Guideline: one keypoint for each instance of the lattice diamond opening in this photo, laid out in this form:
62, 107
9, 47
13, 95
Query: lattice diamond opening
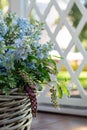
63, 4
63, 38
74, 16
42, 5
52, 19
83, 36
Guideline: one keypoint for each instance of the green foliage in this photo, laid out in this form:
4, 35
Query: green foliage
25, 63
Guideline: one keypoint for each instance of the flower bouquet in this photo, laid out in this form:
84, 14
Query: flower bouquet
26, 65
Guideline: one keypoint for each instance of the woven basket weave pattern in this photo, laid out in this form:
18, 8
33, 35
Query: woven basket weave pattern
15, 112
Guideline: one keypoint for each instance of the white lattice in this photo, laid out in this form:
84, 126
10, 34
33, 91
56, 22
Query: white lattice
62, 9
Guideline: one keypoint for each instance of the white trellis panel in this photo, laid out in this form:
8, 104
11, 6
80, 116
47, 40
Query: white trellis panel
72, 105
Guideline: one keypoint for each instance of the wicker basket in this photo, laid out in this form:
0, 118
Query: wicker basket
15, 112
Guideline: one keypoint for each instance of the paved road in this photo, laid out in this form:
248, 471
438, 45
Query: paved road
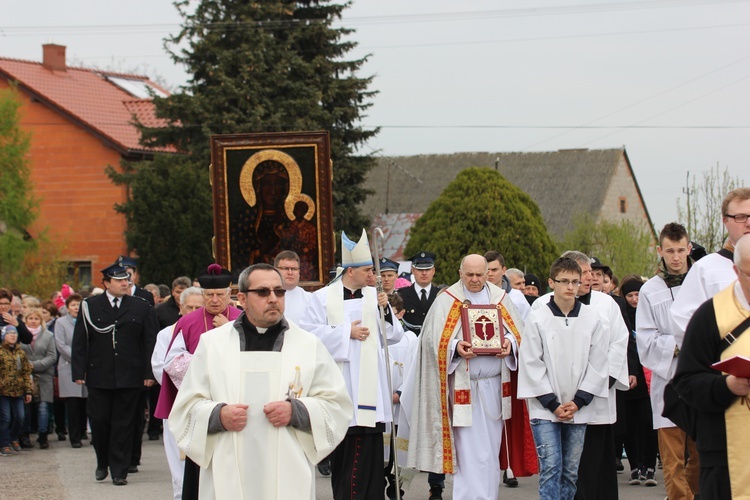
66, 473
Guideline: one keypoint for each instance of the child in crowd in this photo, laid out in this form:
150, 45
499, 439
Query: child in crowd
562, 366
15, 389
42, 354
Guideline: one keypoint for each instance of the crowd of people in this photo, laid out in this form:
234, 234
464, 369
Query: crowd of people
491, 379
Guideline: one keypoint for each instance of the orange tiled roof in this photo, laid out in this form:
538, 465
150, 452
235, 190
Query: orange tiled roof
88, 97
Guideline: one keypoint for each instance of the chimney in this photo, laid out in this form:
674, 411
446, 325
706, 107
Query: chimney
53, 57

•••••

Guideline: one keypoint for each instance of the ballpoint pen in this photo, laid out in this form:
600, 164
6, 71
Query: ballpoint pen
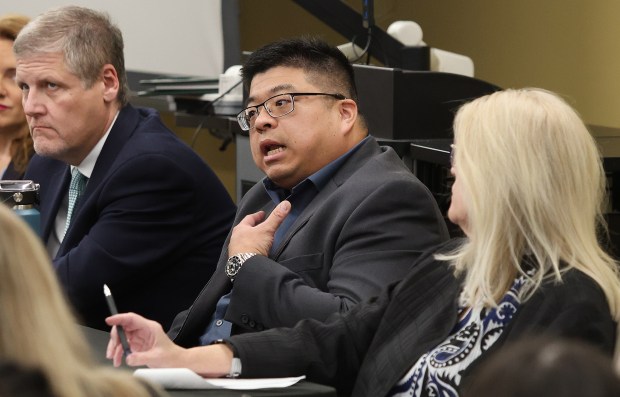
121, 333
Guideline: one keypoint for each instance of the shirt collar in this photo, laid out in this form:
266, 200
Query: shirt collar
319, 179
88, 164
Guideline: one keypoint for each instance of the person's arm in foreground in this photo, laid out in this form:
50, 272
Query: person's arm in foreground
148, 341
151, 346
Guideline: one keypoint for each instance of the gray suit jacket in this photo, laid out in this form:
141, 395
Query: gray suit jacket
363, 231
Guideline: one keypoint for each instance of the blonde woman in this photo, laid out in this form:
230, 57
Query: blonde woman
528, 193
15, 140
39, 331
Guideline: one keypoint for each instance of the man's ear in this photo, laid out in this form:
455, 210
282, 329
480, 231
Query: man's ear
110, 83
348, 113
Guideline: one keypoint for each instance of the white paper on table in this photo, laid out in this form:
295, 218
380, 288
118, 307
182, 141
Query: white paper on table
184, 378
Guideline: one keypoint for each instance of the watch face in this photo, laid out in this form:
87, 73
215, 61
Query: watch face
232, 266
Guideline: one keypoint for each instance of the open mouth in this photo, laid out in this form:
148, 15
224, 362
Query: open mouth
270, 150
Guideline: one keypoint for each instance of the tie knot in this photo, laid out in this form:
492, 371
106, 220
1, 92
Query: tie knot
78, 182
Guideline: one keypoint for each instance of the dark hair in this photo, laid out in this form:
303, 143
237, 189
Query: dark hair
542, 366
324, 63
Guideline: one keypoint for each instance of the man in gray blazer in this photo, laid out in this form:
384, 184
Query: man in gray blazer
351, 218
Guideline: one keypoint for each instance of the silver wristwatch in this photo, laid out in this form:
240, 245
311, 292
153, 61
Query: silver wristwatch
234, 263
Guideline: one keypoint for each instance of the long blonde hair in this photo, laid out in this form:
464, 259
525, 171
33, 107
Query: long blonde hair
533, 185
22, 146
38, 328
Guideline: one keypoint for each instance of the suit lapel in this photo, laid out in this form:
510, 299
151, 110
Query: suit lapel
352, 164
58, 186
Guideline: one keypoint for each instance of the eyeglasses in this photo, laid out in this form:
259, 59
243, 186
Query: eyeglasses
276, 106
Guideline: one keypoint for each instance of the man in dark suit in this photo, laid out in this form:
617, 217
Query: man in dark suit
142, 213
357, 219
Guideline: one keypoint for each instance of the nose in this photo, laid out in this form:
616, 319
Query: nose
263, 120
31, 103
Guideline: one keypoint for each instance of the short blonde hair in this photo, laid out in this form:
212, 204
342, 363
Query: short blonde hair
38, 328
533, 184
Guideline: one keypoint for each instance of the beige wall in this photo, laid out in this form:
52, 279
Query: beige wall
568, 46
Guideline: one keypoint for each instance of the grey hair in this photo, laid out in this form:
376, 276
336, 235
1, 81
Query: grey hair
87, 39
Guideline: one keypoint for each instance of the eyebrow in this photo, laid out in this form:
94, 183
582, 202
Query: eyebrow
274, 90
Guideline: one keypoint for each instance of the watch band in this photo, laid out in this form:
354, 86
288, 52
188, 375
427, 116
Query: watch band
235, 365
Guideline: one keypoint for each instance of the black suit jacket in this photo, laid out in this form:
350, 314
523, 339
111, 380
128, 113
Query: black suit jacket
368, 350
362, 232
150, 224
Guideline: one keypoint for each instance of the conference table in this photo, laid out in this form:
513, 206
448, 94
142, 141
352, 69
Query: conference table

•••••

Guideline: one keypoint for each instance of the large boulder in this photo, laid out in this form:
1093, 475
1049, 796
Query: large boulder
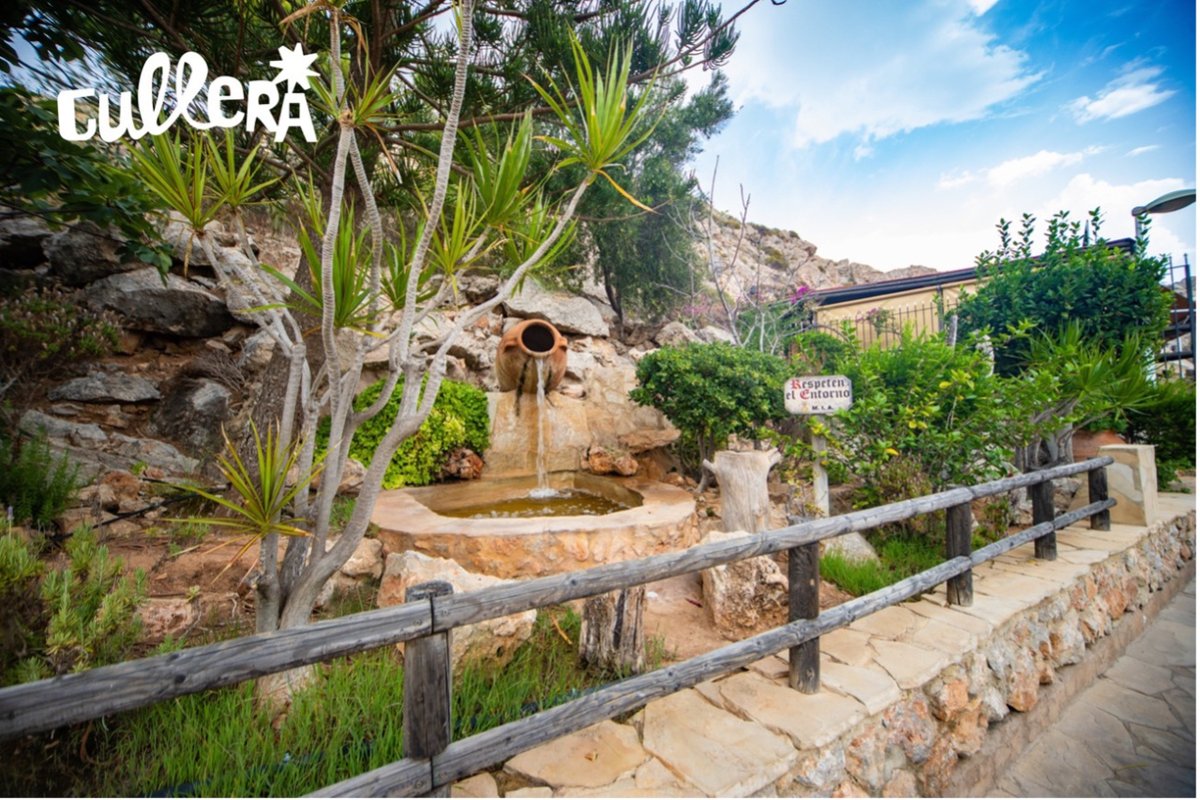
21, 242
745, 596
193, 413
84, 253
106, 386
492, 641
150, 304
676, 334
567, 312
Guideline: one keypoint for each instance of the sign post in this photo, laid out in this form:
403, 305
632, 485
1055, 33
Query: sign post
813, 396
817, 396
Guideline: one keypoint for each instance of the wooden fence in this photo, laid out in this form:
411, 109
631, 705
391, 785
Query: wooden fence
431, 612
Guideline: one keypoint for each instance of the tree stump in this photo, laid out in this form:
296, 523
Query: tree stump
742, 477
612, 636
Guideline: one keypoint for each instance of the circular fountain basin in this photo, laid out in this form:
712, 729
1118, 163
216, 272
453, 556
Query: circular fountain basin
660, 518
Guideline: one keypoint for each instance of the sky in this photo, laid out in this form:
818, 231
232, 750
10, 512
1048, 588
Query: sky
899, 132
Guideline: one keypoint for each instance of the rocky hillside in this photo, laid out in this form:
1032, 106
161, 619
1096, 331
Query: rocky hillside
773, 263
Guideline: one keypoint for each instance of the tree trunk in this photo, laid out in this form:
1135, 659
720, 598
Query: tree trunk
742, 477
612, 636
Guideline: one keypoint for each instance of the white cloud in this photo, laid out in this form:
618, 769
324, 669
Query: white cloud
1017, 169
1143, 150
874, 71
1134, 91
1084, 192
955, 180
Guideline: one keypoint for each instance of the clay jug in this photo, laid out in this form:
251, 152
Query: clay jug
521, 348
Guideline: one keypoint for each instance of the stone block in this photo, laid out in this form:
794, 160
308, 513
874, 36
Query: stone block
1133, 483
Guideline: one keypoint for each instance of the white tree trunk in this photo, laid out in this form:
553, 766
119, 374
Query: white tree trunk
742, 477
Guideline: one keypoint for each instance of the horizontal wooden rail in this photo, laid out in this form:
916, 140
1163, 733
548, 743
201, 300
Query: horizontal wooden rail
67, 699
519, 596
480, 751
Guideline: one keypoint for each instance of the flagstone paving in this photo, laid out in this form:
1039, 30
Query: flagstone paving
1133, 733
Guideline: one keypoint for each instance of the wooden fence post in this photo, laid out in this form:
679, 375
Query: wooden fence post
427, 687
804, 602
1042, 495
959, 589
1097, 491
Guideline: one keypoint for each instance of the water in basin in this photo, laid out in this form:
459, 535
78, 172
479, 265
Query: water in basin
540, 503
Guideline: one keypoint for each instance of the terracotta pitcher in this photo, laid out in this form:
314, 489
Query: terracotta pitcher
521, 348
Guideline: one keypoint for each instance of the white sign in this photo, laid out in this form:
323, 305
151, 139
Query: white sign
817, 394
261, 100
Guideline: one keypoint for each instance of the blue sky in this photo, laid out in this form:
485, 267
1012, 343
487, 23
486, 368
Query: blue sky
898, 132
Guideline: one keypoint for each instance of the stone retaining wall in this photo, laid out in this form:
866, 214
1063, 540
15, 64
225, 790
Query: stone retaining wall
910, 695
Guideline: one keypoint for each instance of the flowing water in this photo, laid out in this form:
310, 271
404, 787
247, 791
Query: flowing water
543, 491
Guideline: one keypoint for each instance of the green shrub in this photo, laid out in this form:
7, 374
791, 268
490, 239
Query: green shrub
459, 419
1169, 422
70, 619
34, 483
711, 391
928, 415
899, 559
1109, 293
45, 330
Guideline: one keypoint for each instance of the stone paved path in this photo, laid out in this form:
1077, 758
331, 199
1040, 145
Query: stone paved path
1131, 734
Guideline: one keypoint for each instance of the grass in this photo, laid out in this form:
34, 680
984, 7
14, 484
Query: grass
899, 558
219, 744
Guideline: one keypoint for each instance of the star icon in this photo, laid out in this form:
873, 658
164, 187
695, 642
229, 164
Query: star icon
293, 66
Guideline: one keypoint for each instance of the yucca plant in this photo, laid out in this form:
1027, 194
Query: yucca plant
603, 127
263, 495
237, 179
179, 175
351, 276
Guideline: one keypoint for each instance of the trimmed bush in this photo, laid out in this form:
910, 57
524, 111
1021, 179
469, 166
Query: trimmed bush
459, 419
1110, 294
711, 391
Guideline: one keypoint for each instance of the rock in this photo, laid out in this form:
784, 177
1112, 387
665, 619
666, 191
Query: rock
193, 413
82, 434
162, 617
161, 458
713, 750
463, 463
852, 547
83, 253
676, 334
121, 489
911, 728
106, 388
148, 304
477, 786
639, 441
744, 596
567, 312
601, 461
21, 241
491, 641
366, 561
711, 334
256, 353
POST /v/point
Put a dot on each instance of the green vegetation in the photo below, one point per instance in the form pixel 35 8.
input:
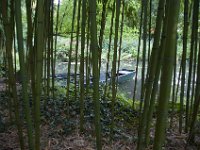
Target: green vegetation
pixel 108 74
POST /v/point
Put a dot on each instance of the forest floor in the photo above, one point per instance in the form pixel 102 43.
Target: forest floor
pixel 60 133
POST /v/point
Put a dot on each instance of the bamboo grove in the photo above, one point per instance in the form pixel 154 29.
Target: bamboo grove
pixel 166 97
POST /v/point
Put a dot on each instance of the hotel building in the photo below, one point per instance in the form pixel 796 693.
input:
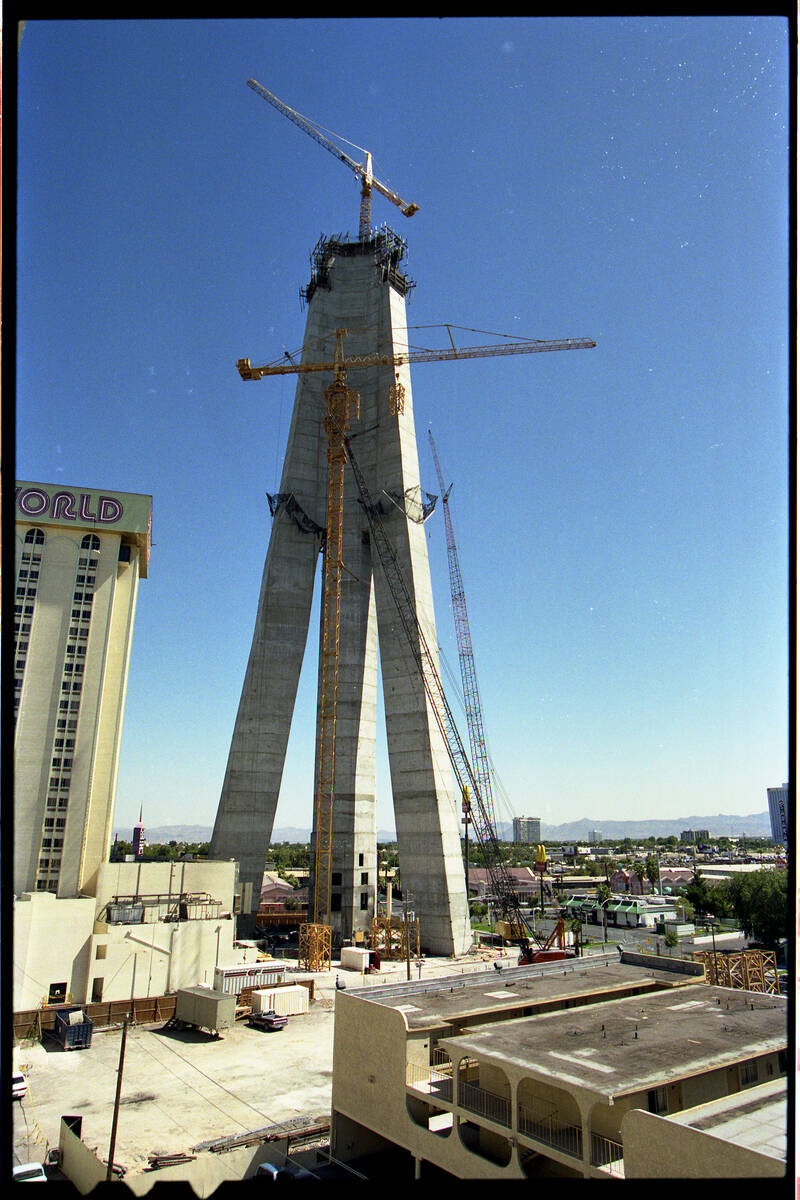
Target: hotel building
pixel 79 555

•••••

What to work on
Count the lines above that contain the word "black", and give only that number.

The response
2